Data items
▬▬▬▬▬▬
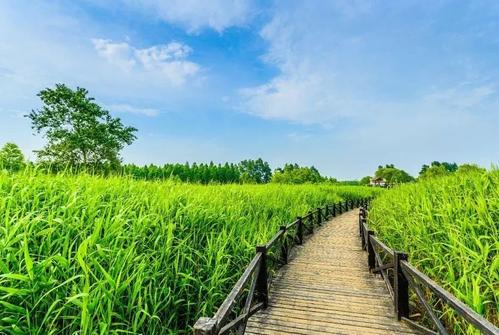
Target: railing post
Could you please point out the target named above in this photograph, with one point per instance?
(311, 222)
(401, 287)
(299, 230)
(284, 246)
(262, 280)
(205, 326)
(371, 258)
(361, 215)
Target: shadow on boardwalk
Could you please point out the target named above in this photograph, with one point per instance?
(326, 288)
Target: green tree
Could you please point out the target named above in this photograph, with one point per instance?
(294, 174)
(392, 175)
(11, 157)
(255, 171)
(470, 168)
(434, 171)
(79, 132)
(449, 167)
(366, 180)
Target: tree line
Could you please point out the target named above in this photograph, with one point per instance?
(82, 136)
(392, 175)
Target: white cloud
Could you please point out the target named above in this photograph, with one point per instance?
(337, 61)
(126, 108)
(168, 59)
(195, 15)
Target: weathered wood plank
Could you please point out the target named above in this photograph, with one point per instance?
(326, 288)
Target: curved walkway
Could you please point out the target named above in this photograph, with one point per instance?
(327, 289)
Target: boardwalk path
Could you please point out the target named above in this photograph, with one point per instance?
(327, 289)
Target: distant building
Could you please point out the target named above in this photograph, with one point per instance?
(377, 181)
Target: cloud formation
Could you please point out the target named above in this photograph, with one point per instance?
(168, 59)
(126, 108)
(195, 15)
(340, 60)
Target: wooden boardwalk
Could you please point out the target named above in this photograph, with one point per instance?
(326, 288)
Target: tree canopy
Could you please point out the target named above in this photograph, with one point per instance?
(255, 171)
(448, 167)
(294, 174)
(11, 157)
(392, 175)
(78, 131)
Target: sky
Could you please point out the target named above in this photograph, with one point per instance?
(341, 85)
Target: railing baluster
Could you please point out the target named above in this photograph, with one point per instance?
(299, 230)
(371, 257)
(262, 280)
(284, 246)
(401, 287)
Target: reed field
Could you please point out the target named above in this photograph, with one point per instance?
(450, 228)
(94, 255)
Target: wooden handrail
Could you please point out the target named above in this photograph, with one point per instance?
(406, 275)
(462, 309)
(257, 269)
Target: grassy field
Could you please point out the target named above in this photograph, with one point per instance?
(450, 228)
(112, 255)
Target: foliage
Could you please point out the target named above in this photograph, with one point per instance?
(79, 131)
(434, 171)
(470, 168)
(93, 255)
(294, 174)
(195, 173)
(449, 167)
(449, 228)
(11, 157)
(392, 175)
(255, 171)
(365, 180)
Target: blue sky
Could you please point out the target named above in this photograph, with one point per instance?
(341, 85)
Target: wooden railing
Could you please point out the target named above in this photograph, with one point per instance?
(400, 277)
(251, 292)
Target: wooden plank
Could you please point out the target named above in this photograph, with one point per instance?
(326, 288)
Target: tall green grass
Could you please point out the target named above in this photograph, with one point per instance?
(450, 229)
(91, 255)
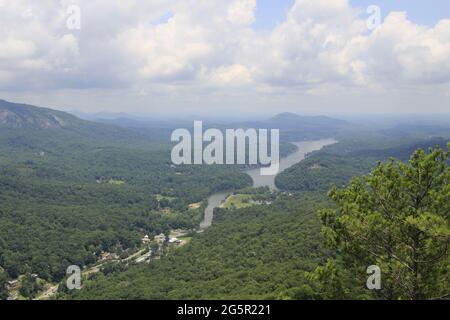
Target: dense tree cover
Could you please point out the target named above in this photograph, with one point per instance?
(397, 218)
(65, 197)
(260, 252)
(337, 164)
(3, 283)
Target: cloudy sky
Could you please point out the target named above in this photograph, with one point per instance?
(227, 56)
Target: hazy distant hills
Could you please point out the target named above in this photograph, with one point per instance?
(16, 115)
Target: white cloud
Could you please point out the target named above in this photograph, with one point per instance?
(210, 46)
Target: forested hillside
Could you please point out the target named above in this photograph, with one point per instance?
(337, 164)
(260, 252)
(71, 189)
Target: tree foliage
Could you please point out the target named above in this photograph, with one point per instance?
(398, 218)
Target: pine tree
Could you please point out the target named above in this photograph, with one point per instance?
(397, 218)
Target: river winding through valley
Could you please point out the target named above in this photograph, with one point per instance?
(304, 147)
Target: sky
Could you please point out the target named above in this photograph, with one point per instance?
(227, 57)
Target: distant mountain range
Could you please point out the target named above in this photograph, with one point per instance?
(16, 115)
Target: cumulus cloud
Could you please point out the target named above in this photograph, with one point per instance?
(211, 44)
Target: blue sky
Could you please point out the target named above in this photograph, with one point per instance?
▬▬▬▬▬▬
[Prompt] Retype all entries exactly as they appear, dropping the images.

[Task result]
Target: railing post
Could you please point out the target named above in this photograph, with one point per instance?
(311, 222)
(401, 287)
(299, 230)
(284, 246)
(262, 280)
(205, 326)
(371, 258)
(361, 215)
Target: shadow on boardwalk
Could you please point out the target named above in this photograph, with one point per instance?
(326, 288)
Target: green tree
Could you please point out the target named above in this photograph, with one point per instance?
(294, 174)
(392, 175)
(11, 157)
(255, 171)
(470, 168)
(434, 171)
(79, 132)
(449, 167)
(366, 180)
Target: tree line
Could you please point out the target named above in this photograph, with one point per instance?
(82, 136)
(392, 175)
Target: white cloud
Could you please point out the target named above in this photograph, with one point per instance?
(337, 61)
(126, 108)
(168, 59)
(195, 15)
Target: weathered wood plank
Could you please point out the target named above in this photograph, with one point per instance?
(326, 288)
Target: curved walkway
Could you please point out the target named above in this photograph, with one point per instance?
(327, 289)
Target: boardwalk path
Could you please point out the target named above in this photograph, with one point per instance?
(327, 289)
Target: distant building
Could you please point out the target named above in this photograph, with one point per instance?
(377, 181)
Target: cloud formation
Could you please point out the target named above in this photograph, with one point per instance?
(168, 59)
(126, 108)
(195, 15)
(340, 60)
Target: wooden boardwalk
Could you please point out the target named above in this photograph, with one point per instance?
(326, 288)
Target: tree canopy
Could you please point out the target named above in this photograph, with one point per instance?
(255, 171)
(448, 167)
(294, 174)
(11, 157)
(392, 175)
(78, 131)
Target: sky
Could you please point out the target named above in this photograph, with one point per instance?
(341, 85)
Target: railing baluster
Could you please point out the target named above in this photograph, with one point per instance?
(299, 230)
(371, 257)
(262, 280)
(284, 246)
(401, 287)
Target: reed field
Could you please point out the target named above in this photograph, with one point per instance?
(450, 228)
(94, 255)
Target: wooden handrail
Could you please point out the target named above in this photograph, with one point per instance?
(406, 275)
(462, 309)
(257, 269)
Target: grassy field
Could you please point out the target named above in this photograph, with one point per instance?
(450, 228)
(112, 255)
Target: foliage
Could you please point out the target named above in this photograph, with one point per instance?
(79, 131)
(434, 171)
(470, 168)
(93, 255)
(294, 174)
(195, 173)
(449, 167)
(449, 228)
(11, 157)
(392, 175)
(255, 171)
(365, 180)
Target: blue sky
Could you please point out the target named above in this photograph, with one point per instance?
(341, 85)
Target: wooden railing
Could you please point out the target named above in this photograph, with one point per instance?
(400, 277)
(251, 292)
Target: wooden plank
Could you please point out the target named above in this photograph, with one point per instance?
(326, 288)
Target: tall green grass
Could you please point out the target named above in this photograph, with one point per instance?
(450, 229)
(91, 255)
Target: dense tree cover
Could you please point out the target named above in this photograph, with one point per instance?
(397, 218)
(65, 197)
(260, 252)
(337, 164)
(3, 283)
Target: cloudy sky
Could you please point out the target named above in this photograph, with one point per instance?
(227, 56)
Target: hazy distant hills
Could you please point out the target named above in this photograph, with one point per instance?
(16, 115)
Target: white cloud
Could you please point out the target named above in this photograph, with one point per instance?
(210, 46)
Target: forested hillside
Could you please point out the target named above in this photograph, with one point per instance?
(337, 164)
(260, 252)
(71, 189)
Target: tree foliage
Could you please point out the target named above in this photograph, with one point per instance?
(398, 218)
Target: pine tree
Could you please point out the target named above in this photograph, with one point per instance?
(397, 218)
Target: river winding through valley
Could you please point out the target named above in this photograph, with one point per instance?
(304, 147)
Target: sky
Could you please point out the target named above in this photograph, with one point per instance?
(227, 57)
Target: distant mountain range
Could you please point out the target named above in this photograph, with one point per instance?
(16, 115)
Target: cumulus cloud
Could you please point out the target named above in this photograph, with one point per instance?
(211, 44)
Target: blue sky
Could you please point out the target named above in this photograph, with one point per instance?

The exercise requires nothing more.